Atualmente não é regulamentado. Porém, o fornecimento de refeição, transporte e atendimento ambulatorial aos terceirizados pode ser considerado como indicativo da existência de fraude na contratação de terceirizados.

O projeto de lei prevê o fornecimento de refeição, transporte e atendimento ambulatorial aos terceirizados.

– Proibição de sócios da empresa prestadora de serviços.

Hoje não é regulamentado.

Pela nova lei, o sócio da empresa prestadora de serviços não poderá ser sócio, administrador ou ter mantido vínculo empregatício nos últimos dois anos com a empresa tomadora.

– Recolhimento antecipado de tributos.

Atualmente não é regulamentado.

A empresa tomadora deverá fazer o recolhimento antecipado dos tributos devidos pela empresa contratada.

– Quarteirização.

Hoje não há regras prevendo essas situações que envolvem subcontratações.

Se aprovado Projeto de Lei 4.330, a empresa prestadora dos serviços que subcontratar outra empresa para a execução dos trabalhos será solidariamente responsável pelas obrigações trabalhistas assumidas pela empresa subcontratada.

– Administração pública.

Caso aprovada a nova lei, as regras que já estão em vigor permanecerão sem alteração.

Dados de origem:

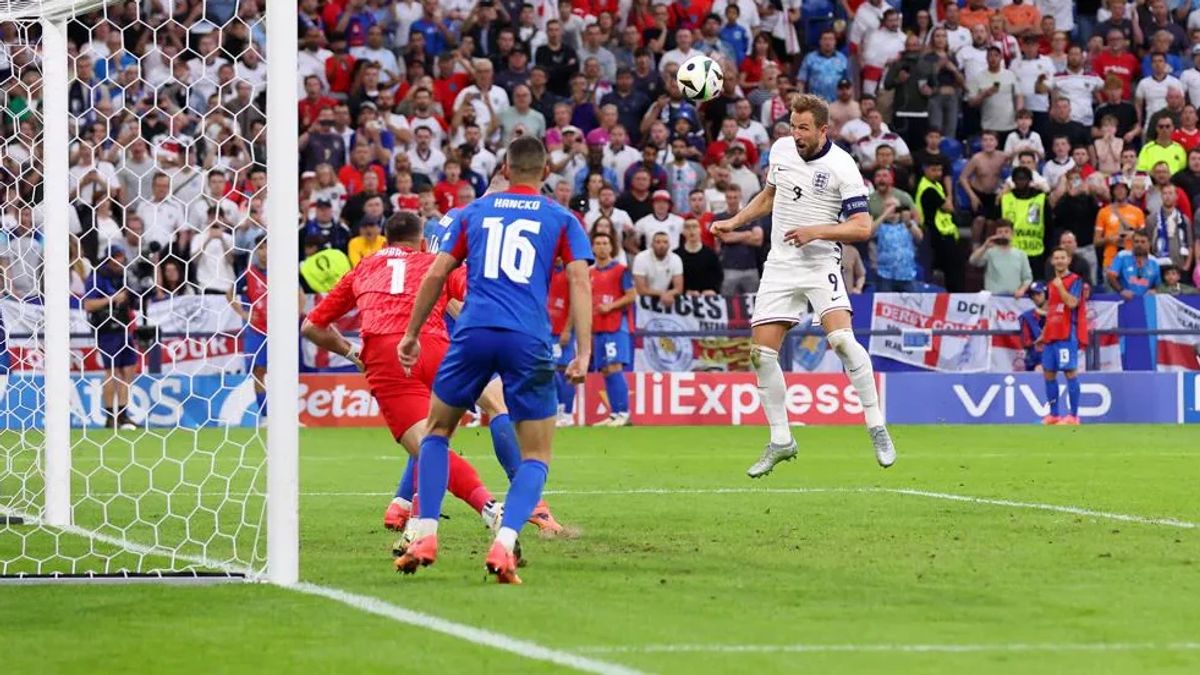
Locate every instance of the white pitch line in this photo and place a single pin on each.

Instrução escrita A: No trecho sobre terceirização, quem deverá fazer o recolhimento antecipado dos tributos devidos pela empresa contratada?
Instrução escrita B: Reproduza o trecho sobre terceirização a partir das palavras "Atualmente não é regulamentado. Porém, o" e termine logo após "Hoje não é regulamentado.".

Resposta completa A: A empresa tomadora.

Resposta completa B:
Atualmente não é regulamentado. Porém, o fornecimento de refeição, transporte e atendimento ambulatorial aos terceirizados pode ser considerado como indicativo da existência de fraude na contratação de terceirizados.

O projeto de lei prevê o fornecimento de refeição, transporte e atendimento ambulatorial aos terceirizados.

– Proibição de sócios da empresa prestadora de serviços.

Hoje não é regulamentado.